WHAT YOU NEED TO DO »
1. In the Cantera forum post, reproduce the passage that begins with "solve(fl, loglevel, refine_grid);" and ends with "H2O and CO2.", substituting "magnesium" for "aluminium" every time it occurs.
2. List every oxidizer that the Cantera forum post says is present in the gaseous environment.

SUPPLIED TEXT »
#####

Error in Stack/solve (line 14)

stack_methods(s.stack_id, 104, loglevel, refine_grid);

Error in gas_phase_flame_test1 (line 104)

solve(fl, loglevel, refine_grid);

***********************************************************************

Since I am new to Cantera I am unable to understand why it is throwing this error. Currently, I am using Cantera 2.3 version.  In this problem, I am trying to model the combustion of solid aluminium nano particles in a gaseous environment created by the decomposition of HMX. Thus, it should be a heterogeneous reaction. But I could not find a way to this in Matlab (using Cantera) and therefore, in this case I have considered aluminium to be a gas. I have added the required reactions and species details in the input file considering them as gas. My aim is to model aluminium as a solid which is burning and releasing energy in the gaseous environment. The oxidizers present in the gaseous environment are O2, H2O and CO2.

#####

STORED ROWS »
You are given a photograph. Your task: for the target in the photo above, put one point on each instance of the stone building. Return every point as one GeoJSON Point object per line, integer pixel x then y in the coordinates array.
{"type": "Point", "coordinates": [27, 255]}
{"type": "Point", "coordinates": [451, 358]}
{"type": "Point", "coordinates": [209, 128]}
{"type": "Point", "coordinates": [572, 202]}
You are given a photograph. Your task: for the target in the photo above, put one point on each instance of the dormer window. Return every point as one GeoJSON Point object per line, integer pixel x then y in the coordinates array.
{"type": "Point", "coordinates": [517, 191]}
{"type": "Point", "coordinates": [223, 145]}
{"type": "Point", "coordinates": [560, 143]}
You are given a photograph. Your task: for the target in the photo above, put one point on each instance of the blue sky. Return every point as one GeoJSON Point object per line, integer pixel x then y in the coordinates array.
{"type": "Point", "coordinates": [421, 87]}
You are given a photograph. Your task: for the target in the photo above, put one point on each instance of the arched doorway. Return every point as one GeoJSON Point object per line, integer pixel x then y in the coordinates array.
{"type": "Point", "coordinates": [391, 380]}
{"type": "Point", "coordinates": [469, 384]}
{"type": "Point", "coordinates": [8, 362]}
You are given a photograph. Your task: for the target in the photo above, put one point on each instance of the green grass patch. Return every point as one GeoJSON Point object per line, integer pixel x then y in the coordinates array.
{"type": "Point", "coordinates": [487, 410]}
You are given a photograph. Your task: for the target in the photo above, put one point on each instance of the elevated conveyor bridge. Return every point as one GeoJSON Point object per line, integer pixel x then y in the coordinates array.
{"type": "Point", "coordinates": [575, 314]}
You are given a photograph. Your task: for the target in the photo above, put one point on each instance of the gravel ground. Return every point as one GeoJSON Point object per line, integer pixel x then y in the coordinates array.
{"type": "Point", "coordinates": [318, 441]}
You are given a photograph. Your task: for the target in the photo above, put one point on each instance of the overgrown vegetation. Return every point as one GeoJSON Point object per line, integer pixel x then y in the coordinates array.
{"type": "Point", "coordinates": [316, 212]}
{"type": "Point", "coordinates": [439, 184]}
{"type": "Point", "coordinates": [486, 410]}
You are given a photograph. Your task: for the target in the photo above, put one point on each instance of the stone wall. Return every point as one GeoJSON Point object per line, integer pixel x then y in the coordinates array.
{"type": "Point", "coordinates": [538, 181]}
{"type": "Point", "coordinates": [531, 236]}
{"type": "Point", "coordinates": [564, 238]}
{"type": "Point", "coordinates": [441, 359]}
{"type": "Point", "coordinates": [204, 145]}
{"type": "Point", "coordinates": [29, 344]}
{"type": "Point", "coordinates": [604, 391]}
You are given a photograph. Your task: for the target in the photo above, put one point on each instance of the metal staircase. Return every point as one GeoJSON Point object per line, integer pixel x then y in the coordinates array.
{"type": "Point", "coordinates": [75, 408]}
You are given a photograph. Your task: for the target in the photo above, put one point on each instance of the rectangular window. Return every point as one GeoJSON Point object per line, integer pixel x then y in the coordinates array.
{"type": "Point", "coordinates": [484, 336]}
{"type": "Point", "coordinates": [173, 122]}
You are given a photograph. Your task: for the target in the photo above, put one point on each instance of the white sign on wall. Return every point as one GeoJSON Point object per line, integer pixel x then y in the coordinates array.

#####

THE RESPONSES »
1.
solve(fl, loglevel, refine_grid);

***********************************************************************

Since I am new to Cantera I am unable to understand why it is throwing this error. Currently, I am using Cantera 2.3 version.  In this problem, I am trying to model the combustion of solid magnesium nano particles in a gaseous environment created by the decomposition of HMX. Thus, it should be a heterogeneous reaction. But I could not find a way to this in Matlab (using Cantera) and therefore, in this case I have considered magnesium to be a gas. I have added the required reactions and species details in the input file considering them as gas. My aim is to model magnesium as a solid which is burning and releasing energy in the gaseous environment. The oxidizers present in the gaseous environment are O2, H2O and CO2.

2. O2, H2O, CO2